Task statement: Each of the entries below should be written out exactly as it reads.
(Data records begins)
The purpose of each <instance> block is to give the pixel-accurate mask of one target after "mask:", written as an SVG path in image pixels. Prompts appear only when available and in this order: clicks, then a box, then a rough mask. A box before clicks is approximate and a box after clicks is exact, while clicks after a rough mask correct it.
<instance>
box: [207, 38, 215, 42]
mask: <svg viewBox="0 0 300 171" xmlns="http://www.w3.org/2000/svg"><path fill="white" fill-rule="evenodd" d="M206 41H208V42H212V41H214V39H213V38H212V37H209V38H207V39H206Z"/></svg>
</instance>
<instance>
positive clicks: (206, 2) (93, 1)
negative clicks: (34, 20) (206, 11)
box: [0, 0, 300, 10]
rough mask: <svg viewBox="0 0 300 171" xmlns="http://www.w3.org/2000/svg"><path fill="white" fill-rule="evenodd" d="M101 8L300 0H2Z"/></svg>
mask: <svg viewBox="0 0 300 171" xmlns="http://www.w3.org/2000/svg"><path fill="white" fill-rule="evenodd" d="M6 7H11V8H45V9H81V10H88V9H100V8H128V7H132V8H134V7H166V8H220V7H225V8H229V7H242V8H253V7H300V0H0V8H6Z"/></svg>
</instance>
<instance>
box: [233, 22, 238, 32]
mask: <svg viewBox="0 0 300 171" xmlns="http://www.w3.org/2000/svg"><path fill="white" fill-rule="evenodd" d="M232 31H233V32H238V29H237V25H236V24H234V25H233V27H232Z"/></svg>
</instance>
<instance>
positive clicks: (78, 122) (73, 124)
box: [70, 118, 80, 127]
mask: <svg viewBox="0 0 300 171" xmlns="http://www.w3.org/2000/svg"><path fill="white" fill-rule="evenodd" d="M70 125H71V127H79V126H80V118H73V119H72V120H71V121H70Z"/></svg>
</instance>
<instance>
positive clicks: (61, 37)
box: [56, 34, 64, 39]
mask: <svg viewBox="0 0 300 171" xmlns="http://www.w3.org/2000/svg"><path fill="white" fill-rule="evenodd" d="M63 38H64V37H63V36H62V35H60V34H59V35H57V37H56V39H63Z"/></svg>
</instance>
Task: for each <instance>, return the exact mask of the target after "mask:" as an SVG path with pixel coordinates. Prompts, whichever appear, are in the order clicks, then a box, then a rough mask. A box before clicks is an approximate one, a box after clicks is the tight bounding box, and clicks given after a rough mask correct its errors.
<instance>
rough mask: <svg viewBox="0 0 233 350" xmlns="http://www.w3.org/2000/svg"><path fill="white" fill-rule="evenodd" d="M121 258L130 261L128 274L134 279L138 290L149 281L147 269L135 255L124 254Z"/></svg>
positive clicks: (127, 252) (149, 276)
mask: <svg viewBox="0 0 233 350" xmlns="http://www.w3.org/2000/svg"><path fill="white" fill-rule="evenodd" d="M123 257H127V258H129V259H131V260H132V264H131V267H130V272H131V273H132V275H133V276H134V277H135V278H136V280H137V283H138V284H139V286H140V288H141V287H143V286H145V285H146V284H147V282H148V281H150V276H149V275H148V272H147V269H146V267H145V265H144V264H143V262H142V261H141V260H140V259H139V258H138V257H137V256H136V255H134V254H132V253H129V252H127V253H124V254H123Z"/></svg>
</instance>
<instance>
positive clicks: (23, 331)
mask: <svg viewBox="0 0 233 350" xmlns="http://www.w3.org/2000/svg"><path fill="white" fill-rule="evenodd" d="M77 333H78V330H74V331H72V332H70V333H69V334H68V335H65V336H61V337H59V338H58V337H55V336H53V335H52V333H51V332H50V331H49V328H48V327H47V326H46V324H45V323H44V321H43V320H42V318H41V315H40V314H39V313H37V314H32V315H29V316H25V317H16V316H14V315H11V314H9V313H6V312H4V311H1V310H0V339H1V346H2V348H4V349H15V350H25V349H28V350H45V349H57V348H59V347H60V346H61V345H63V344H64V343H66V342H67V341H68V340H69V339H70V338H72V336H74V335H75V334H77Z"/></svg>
(Data records ends)
Output of the task:
The purpose of each <instance> block is to give the pixel-accurate mask of one target after "mask:", written as an SVG path in image pixels. Prompts appear only when available and in this order: clicks, then a box, then a rough mask. A box before clicks is approximate and a box after clicks is exact, while clicks after a rough mask correct it.
<instance>
box: [207, 38, 215, 42]
mask: <svg viewBox="0 0 300 171" xmlns="http://www.w3.org/2000/svg"><path fill="white" fill-rule="evenodd" d="M206 41H208V42H212V41H214V39H213V38H212V37H209V38H207V39H206Z"/></svg>
</instance>
<instance>
positive clicks: (206, 2) (93, 1)
negative clicks: (34, 20) (206, 11)
box: [0, 0, 300, 10]
rough mask: <svg viewBox="0 0 300 171" xmlns="http://www.w3.org/2000/svg"><path fill="white" fill-rule="evenodd" d="M101 8L300 0H2Z"/></svg>
mask: <svg viewBox="0 0 300 171" xmlns="http://www.w3.org/2000/svg"><path fill="white" fill-rule="evenodd" d="M6 7H11V8H45V9H81V10H88V9H100V8H128V7H132V8H134V7H166V8H220V7H225V8H229V7H242V8H253V7H300V0H0V8H6Z"/></svg>
</instance>
<instance>
box: [233, 22, 238, 32]
mask: <svg viewBox="0 0 300 171" xmlns="http://www.w3.org/2000/svg"><path fill="white" fill-rule="evenodd" d="M232 31H233V32H238V29H237V25H236V24H234V25H233V27H232Z"/></svg>
</instance>
<instance>
positive clicks: (78, 122) (73, 124)
box: [70, 118, 80, 127]
mask: <svg viewBox="0 0 300 171" xmlns="http://www.w3.org/2000/svg"><path fill="white" fill-rule="evenodd" d="M70 125H71V127H79V126H80V118H73V119H72V120H71V121H70Z"/></svg>
</instance>
<instance>
positive clicks: (61, 37)
box: [56, 34, 64, 39]
mask: <svg viewBox="0 0 300 171" xmlns="http://www.w3.org/2000/svg"><path fill="white" fill-rule="evenodd" d="M63 38H64V37H63V36H62V35H60V34H59V35H57V37H56V39H63Z"/></svg>
</instance>
Task: for each <instance>, return the exact mask of the target after "mask:" as an SVG path with pixel coordinates. Prompts, whichever appear, are in the order clicks, then a box, then a rough mask. A box before clicks is an approximate one, a box after clicks is the tight bounding box, and clicks given after a rough mask correct its errors.
<instance>
rough mask: <svg viewBox="0 0 233 350" xmlns="http://www.w3.org/2000/svg"><path fill="white" fill-rule="evenodd" d="M121 258L130 261L128 274L134 279L138 290L149 281L147 269L135 255L124 254Z"/></svg>
positive clicks: (127, 252) (149, 276)
mask: <svg viewBox="0 0 233 350" xmlns="http://www.w3.org/2000/svg"><path fill="white" fill-rule="evenodd" d="M123 257H127V258H129V259H131V260H132V264H131V267H130V272H131V273H132V275H133V276H134V277H135V278H136V280H137V283H138V284H139V286H140V288H141V287H143V286H145V285H146V284H147V282H148V281H150V276H149V275H148V272H147V269H146V267H145V265H144V264H143V262H142V261H141V260H140V259H139V258H138V257H137V256H136V255H134V254H132V253H129V252H127V253H124V254H123Z"/></svg>
</instance>
<instance>
positive clicks: (23, 331)
mask: <svg viewBox="0 0 233 350" xmlns="http://www.w3.org/2000/svg"><path fill="white" fill-rule="evenodd" d="M77 333H78V330H74V331H72V332H70V333H69V334H68V335H65V336H61V337H59V338H58V337H55V336H53V335H52V333H51V332H50V331H49V328H48V327H47V326H46V324H45V323H44V321H43V320H42V318H41V315H40V314H39V313H37V314H32V315H29V316H25V317H16V316H14V315H11V314H9V313H6V312H4V311H1V310H0V339H1V346H2V348H4V349H15V350H25V349H28V350H45V349H57V348H59V347H60V346H61V345H63V344H64V343H66V342H67V341H68V340H69V339H70V338H72V336H74V335H75V334H77Z"/></svg>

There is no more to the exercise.